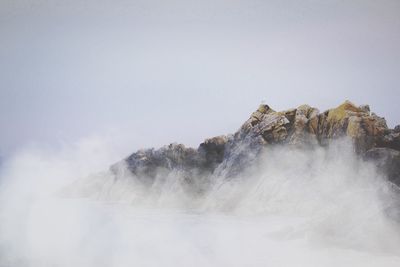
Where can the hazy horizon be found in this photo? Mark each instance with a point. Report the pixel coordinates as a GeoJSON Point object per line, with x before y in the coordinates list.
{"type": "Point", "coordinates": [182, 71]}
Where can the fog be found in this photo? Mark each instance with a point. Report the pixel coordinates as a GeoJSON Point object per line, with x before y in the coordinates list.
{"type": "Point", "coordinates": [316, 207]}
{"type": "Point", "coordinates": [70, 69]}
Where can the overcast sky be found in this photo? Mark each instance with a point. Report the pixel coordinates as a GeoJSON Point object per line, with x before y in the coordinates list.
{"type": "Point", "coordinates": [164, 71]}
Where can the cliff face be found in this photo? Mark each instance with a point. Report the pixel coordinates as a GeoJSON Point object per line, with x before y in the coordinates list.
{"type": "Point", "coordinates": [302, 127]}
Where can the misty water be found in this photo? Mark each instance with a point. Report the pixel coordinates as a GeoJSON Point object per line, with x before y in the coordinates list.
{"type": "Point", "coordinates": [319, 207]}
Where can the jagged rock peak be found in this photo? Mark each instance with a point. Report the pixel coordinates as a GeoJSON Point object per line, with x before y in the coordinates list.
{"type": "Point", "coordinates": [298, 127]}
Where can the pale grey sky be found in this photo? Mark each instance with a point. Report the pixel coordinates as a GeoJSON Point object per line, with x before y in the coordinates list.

EXERCISE – Without the pictures, repeat every line of the material above exactly.

ANSWER FOR THE TASK –
Where can the hazy horizon be found in this photo? Mark each instance with a point. Report the pixel coordinates as a GeoJSON Point object per line, with x before y in the coordinates list.
{"type": "Point", "coordinates": [182, 71]}
Where can the fog be found in this photo? Mark each instance with a point. Report the pixel coordinates as a GeoJSON Point object per line, with x before y in the coordinates list.
{"type": "Point", "coordinates": [316, 207]}
{"type": "Point", "coordinates": [70, 69]}
Where can the overcast sky be found in this photo? Mark each instance with a point. Report the pixel coordinates as a GeoJSON Point object per line, with x before y in the coordinates list.
{"type": "Point", "coordinates": [164, 71]}
Where can the cliff face be found in this photo? Mark each instance with a point. Report the pixel coordinates as a GeoJSON Point object per line, with x before y in the coordinates list.
{"type": "Point", "coordinates": [302, 127]}
Where can the misty water be found in this photo? Mark each instance with a point. Report the pixel coordinates as a GeoJSON Point object per line, with x before y in the coordinates list.
{"type": "Point", "coordinates": [319, 207]}
Where can the jagged rock peak be found in this photo? Mark each instance with a point. Report the pixel coordinates as a GeoJSON Point object per line, with x before y in the coordinates list.
{"type": "Point", "coordinates": [298, 127]}
Where can the pale grey sky be found in this photo? Mark each instance with a point. Report the pixel coordinates as a GeoJSON Point object per line, with x before y in the coordinates list.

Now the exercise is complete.